CONSIGNE> Indiquez si chacune des affirmations suivantes concorde avec l'extrait ci-dessous, en répondant par oui ou non et en citant les mots précis de l'extrait qui tranchent. (a) Natixis IM gère plus de 1 200 milliards d'euros d'actifs. (b) Selon Stéphane Vonthron, une baisse des taux d'intérêt fait baisser le prix actuel des obligations. (c) Julie Compagnon préside Sapienta Gestion.

EXTRAIT SOURCE>
=======
Quelles stratégies adopter pour capitaliser sur la baisse des taux ? Stéphane Vonthron (Natixis IM), Michel Dinet et Julie Compagnon
À l'occasion de Patrimonia 2024, Stéphane Vonthron, Directeur de la distribution France chez Natixis IM, a répondu aux questions de Michel Dinet, Président de Sapienta Gestion, et de Julie Compagnon, Présidente du Groupe Magnacarta. Comment la baisse des taux d'intérêt influence-t-elle les marchés obligataires ? Pourquoi lancer un fonds de Private Equity evergreen dans le contexte actuel ? Quels sont les atouts d'un fonds smart beta intégrant des ETF ?
Présentation de Natixis IM
Stéphane Vonthron : Volontiers. C'est vrai que nous sommes connus mais sans savoir quelles sont les marques associées. Et nous avons la chance d'avoir un grand portefeuille de sociétés de gestion. Nous avons + 1 200 Mds€ d'actifs à l'heure actuelle. L'originalité du modèle, c'est d'être un grand acteur de la gestion, mais qui va proposer cette taille et cette pérennité dans la relation, nous sommes assis sur un grand groupe bancaire, mais avec des expertises particulières portées par des marques spécifiques sur chacun de ces segments. C'est pour ça que nous aurions l'occasion de parler de plusieurs de ces marques.
Julie Compagnon : En parlant de marché obligataire, pouvez-vous nous dire
Comment la baisse des taux d'intérêt influence les obliques sur le marché ?
SV : La baisse des taux d'intérêt correspond à une baisse du rendement à venir, mais donc à une augmentation du prix actuel de vos obligations. Donc, il y a une opportunité en tant que porteur d'obligations de les acheter quand on anticipe une baisse des taux supplémentaire, parce que ça devrait justement justifier une hausse du cours du prix de l'obligation qui est aujourd'hui en circulation. Alors ça, c'est le premier élément. Après, se pose la question de savoir quel est le terme de la courbe. C'est sans doute tout l'enjeu à l'heure actuelle. Si j'extrapole votre question, le sujet, c'est peut-être de se dire : si les taux vont baisser, autant aller prendre l'obligation la plus sensible pour aller jouer la baisse des taux. Ce n'est pas nécessairement le cas aujourd'hui.
=======
(Entrées sur la localisation d'objets nommés)
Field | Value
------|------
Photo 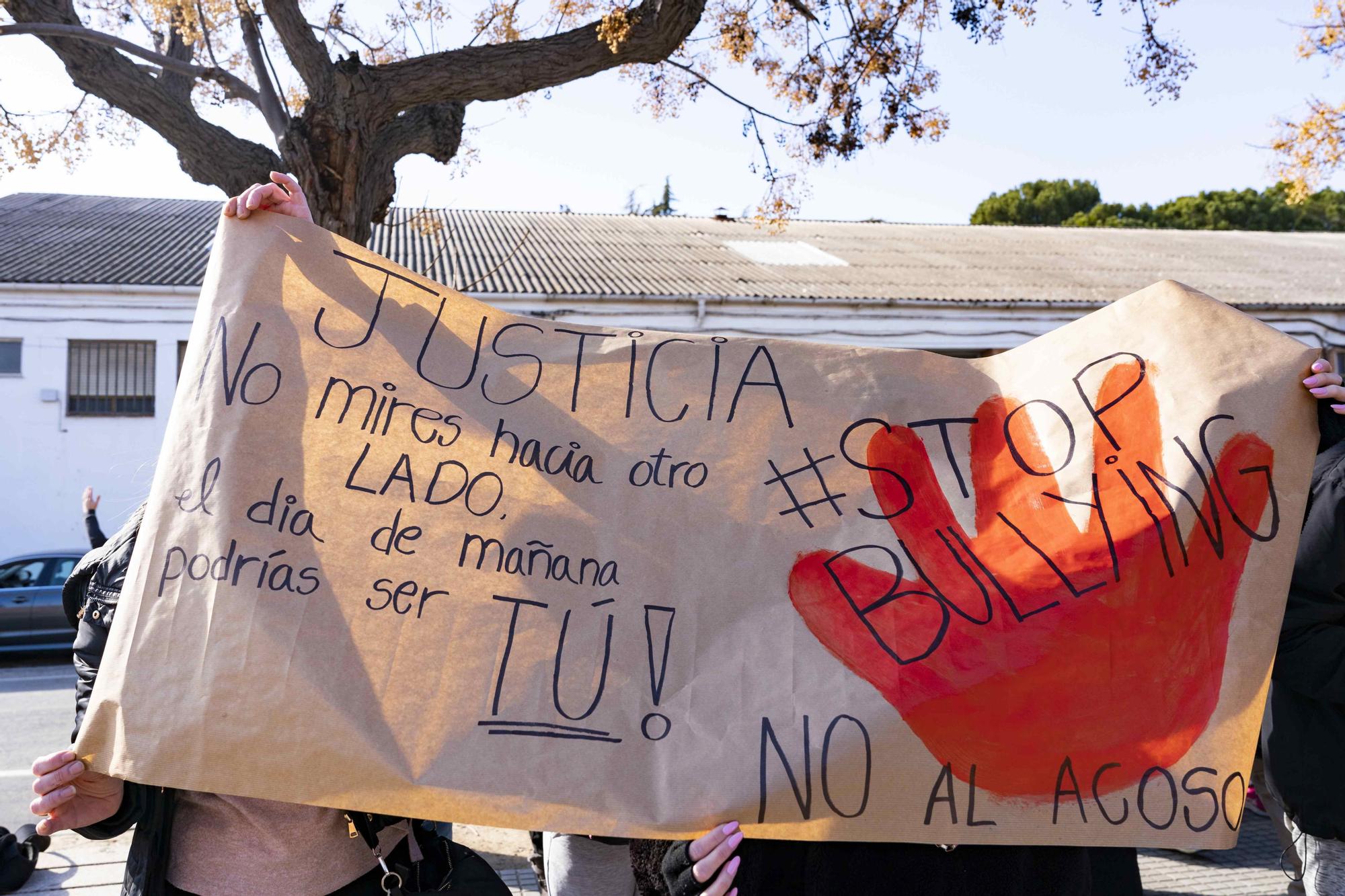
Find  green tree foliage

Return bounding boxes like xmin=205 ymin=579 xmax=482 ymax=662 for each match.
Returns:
xmin=1061 ymin=183 xmax=1345 ymax=230
xmin=971 ymin=180 xmax=1102 ymax=225
xmin=644 ymin=177 xmax=677 ymax=215
xmin=971 ymin=180 xmax=1345 ymax=231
=======
RÉSULTAT DE L'EXERCICE>
(a) Oui : « Nous avons + 1 200 Mds€ d'actifs à l'heure actuelle. »
(b) Non : « mais donc à une augmentation du prix actuel de vos obligations »
(c) Non : « Julie Compagnon, Présidente du Groupe Magnacarta »